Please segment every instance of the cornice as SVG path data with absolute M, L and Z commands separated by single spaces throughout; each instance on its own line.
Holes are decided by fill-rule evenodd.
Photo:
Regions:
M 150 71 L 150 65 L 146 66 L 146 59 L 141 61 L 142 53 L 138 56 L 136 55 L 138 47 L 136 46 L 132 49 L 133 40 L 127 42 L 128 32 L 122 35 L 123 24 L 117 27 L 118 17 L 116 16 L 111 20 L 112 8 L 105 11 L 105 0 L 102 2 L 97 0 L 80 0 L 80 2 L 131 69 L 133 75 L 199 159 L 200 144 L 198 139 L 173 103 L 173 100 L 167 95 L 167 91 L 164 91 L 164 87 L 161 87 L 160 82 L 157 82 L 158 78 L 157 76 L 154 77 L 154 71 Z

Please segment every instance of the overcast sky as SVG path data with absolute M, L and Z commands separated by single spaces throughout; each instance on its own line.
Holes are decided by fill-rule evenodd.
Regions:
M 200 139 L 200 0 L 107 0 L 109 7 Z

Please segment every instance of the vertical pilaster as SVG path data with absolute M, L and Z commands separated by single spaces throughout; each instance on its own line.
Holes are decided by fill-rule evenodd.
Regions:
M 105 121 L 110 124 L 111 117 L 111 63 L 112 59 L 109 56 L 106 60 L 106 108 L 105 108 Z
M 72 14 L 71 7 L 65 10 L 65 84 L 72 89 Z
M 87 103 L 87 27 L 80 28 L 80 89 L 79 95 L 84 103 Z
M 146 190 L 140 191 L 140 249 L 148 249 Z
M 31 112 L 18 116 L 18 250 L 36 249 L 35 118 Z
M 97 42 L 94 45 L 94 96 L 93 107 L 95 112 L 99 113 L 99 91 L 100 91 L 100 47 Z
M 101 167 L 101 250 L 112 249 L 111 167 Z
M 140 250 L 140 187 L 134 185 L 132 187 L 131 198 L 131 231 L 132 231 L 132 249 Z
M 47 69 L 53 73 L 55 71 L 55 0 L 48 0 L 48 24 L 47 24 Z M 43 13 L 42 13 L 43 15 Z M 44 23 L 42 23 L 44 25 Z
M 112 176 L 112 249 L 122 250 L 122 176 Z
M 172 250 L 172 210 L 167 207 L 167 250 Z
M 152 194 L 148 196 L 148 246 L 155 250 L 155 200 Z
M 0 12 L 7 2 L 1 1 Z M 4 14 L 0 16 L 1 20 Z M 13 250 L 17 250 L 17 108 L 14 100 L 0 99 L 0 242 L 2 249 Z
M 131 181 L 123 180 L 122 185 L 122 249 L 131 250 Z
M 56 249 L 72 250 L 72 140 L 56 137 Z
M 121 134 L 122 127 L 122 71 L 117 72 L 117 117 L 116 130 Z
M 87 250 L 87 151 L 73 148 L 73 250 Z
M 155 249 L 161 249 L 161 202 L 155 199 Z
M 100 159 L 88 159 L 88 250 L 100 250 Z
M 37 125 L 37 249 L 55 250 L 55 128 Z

※ ※ ※

DIRECTIONS: Rewrite the material above with "evenodd" swapped for "nonzero" wherever it occurs, and leave everything else unchanged.

EXERCISE OUTPUT:
Please segment every instance of the cornice as SVG path data with absolute M, L and Z commands separated by single spaces throughout; each instance on its own line.
Holes are decided by fill-rule nonzero.
Photo:
Regions:
M 150 71 L 150 65 L 146 66 L 146 59 L 141 61 L 142 53 L 138 56 L 136 55 L 138 47 L 136 46 L 132 49 L 133 40 L 127 42 L 128 32 L 122 35 L 123 24 L 117 27 L 118 17 L 116 16 L 111 20 L 112 8 L 105 11 L 105 0 L 102 2 L 97 0 L 80 0 L 80 2 L 131 69 L 133 75 L 199 159 L 200 144 L 198 139 L 173 103 L 173 100 L 167 95 L 167 91 L 164 91 L 164 87 L 161 87 L 160 82 L 157 82 L 158 78 L 157 76 L 154 77 L 154 71 Z

Please segment every instance of the overcast sky as SVG path data with absolute M, L and Z commands separated by single spaces throughout; each instance on its own line.
Holes are decided by fill-rule nonzero.
Regions:
M 200 139 L 200 0 L 107 0 L 109 7 Z

Please segment every instance of the vertical pilaster as SVG path data with absolute M, L and Z commands separated by single spaces throughout; each instance on its own line.
Holes are decided by fill-rule nonzero.
Regions:
M 105 121 L 110 124 L 111 117 L 111 63 L 112 59 L 109 56 L 106 60 L 106 108 L 105 108 Z
M 72 14 L 71 7 L 65 10 L 65 84 L 72 89 Z
M 87 103 L 87 27 L 80 28 L 80 89 L 79 95 L 84 103 Z
M 146 190 L 140 191 L 140 249 L 148 249 Z
M 31 112 L 18 116 L 18 250 L 36 249 L 35 118 Z
M 97 42 L 94 45 L 94 96 L 93 107 L 95 112 L 99 113 L 99 91 L 100 91 L 100 47 Z
M 101 167 L 101 250 L 112 249 L 111 167 Z
M 140 250 L 140 187 L 134 185 L 132 187 L 131 198 L 131 231 L 132 231 L 132 249 Z
M 47 69 L 53 73 L 55 71 L 55 0 L 48 0 L 48 24 L 47 24 Z M 43 13 L 42 13 L 43 15 Z M 44 23 L 42 23 L 44 25 Z
M 112 176 L 112 249 L 122 250 L 122 176 Z
M 172 250 L 172 210 L 167 207 L 167 250 Z
M 152 194 L 148 196 L 148 246 L 155 250 L 155 200 Z
M 0 12 L 7 2 L 1 1 Z M 4 14 L 0 16 L 1 20 Z M 13 250 L 17 250 L 17 108 L 14 100 L 0 99 L 0 242 L 2 249 Z
M 131 181 L 123 180 L 122 185 L 122 249 L 131 250 Z
M 56 249 L 72 250 L 72 140 L 56 137 Z
M 121 134 L 122 127 L 122 71 L 117 72 L 117 117 L 116 130 Z
M 87 250 L 87 151 L 73 148 L 73 250 Z
M 155 249 L 161 249 L 161 202 L 155 199 Z
M 100 159 L 88 159 L 88 250 L 100 250 Z
M 37 125 L 37 249 L 55 250 L 55 128 Z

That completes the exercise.